---------- Listed records
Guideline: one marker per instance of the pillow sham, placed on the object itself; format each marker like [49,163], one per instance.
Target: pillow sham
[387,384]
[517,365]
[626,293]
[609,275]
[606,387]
--------------------
*Given task*: Copy the data above word for word, keeping every line and bracketed pair unchanged.

*Exercise output*:
Guideline: one marker per instance of the pillow sham, placed on the object itself; format each marker like [49,163], one per instance.
Target: pillow sham
[387,384]
[517,365]
[626,293]
[609,275]
[606,387]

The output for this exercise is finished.